**EXTRACT TO READ**

| ← Previous race | Next race → |
- Layout of the Circuit of the Americas

Race details
- Date: November 3, 2019
- Official name: Formula 1 Emirates United States Grand Prix 2019
- Location: Circuit of the Americas, Austin, Texas, United States
- Course: Permanent racing facility
- Course length: 5.513 km (3.426 miles)
- Distance: 56 laps, 308.405 km (191.634 miles)
- Weather: Sunny
- Attendance: 268,000

Pole position
- Driver: Valtteri Bottas; / Mercedes
- Time: 1:32.029

Fastest lap
- Driver: Charles Leclerc / Ferrari
- Time: 1:36.169 on lap 44 (lap record)

Podium
- First: Valtteri Bottas; / Mercedes
- Second: Lewis Hamilton; / Mercedes
- Third: Max Verstappen; / Red Bull Racing-Honda

= 2019 United States Grand Prix =

Formula 1 race

The 2019 United States Grand Prix (officially known as the Formula 1 Emirates United States Grand Prix 2019) was a Formula One motor race held on November 3, 2019, at the Circuit of the Americas in Austin, Texas, United States. The race was the 19th round of the 2019 Formula One World Championship and marked the 49th running of the United States Grand Prix, the 41st time that the race was run as a World Championship event since the inaugural season, and the 8th time that a World Championship round was held at the Circuit of the Americas in Austin, Texas.

Valtteri Bottas won the race from pole, Lewis Hamilton finished second with Max Verstappen third. In finishing second, Hamilton secured his sixth world championship.

==Background==
===Championship standings before the race===
Heading into the race, Mercedes had already secured their sixth consecutive Constructors title. But the Drivers Championship was still undecided with Lewis Hamilton leading the World Championship by 74 points over teammate Valtteri Bottas. Hamilton would win the title if Bottas failed to outscore him by 22 points. This meant that if Bottas failed to win or if Hamilton finished in the top eight (or top nine with the fastest lap) Hamilton would win his sixth title and his third consecutively.

===Entrants===

The drivers and teams were the same as the season entry list with no additional stand-in drivers for the race. However, Nicholas Latifi drove in the first practice session for Williams, replacing George Russell. This also marked the 100th race start for Red Bull Racing driver Max Verstappen.

==Practice==
At the end of the second practice session Sergio Pérez failed to stop when instructed at the weigh bridge and he was therefore required to start the race from the pit lane.

**SUPPLIED INFORMATION**
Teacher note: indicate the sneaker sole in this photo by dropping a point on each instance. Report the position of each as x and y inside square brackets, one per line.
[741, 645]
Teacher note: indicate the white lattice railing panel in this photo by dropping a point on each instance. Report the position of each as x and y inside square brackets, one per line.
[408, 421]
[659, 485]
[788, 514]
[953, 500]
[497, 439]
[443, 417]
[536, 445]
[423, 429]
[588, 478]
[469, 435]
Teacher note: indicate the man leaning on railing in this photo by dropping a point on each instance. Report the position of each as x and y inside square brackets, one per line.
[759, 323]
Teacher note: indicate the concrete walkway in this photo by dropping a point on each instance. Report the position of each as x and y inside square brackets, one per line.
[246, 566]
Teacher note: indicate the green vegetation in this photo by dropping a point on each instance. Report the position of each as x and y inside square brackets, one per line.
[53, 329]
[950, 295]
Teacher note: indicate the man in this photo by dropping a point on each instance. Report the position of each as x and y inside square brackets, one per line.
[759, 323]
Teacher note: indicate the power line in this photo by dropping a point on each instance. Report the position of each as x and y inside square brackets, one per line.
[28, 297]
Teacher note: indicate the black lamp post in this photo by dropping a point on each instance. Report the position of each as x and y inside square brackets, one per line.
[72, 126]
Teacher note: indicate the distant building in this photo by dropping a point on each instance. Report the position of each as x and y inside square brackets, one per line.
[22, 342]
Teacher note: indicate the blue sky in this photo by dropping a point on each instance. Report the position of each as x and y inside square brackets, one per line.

**GIVEN EXERCISE 1**
Decide whether each statement agrees with the race article, answering yes or no and quoting the deciding words of the article: (a) Before the race, Lewis Hamilton led Valtteri Bottas by 74 points. (b) Nicholas Latifi replaced George Russell for the entire race weekend. (c) Sergio Pérez had to start the race from the pit lane.
**GIVEN EXERCISE 2**
Return, word for word, the part of the race article that opens with the words containing "Formula 1 race" and closes with "sixth world championship.".
Base your answers on the race article alone.

**COMPLETE RESPONSE 1**
(a) Yes: "Lewis Hamilton leading the World Championship by 74 points over teammate Valtteri Bottas"
(b) No: "Nicholas Latifi drove in the first practice session for Williams, replacing George Russell."
(c) Yes: "he was therefore required to start the race from the pit lane"

**COMPLETE RESPONSE 2**
Formula 1 race

The 2019 United States Grand Prix (officially known as the Formula 1 Emirates United States Grand Prix 2019) was a Formula One motor race held on November 3, 2019, at the Circuit of the Americas in Austin, Texas, United States. The race was the 19th round of the 2019 Formula One World Championship and marked the 49th running of the United States Grand Prix, the 41st time that the race was run as a World Championship event since the inaugural season, and the 8th time that a World Championship round was held at the Circuit of the Americas in Austin, Texas.

Valtteri Bottas won the race from pole, Lewis Hamilton finished second with Max Verstappen third. In finishing second, Hamilton secured his sixth world championship.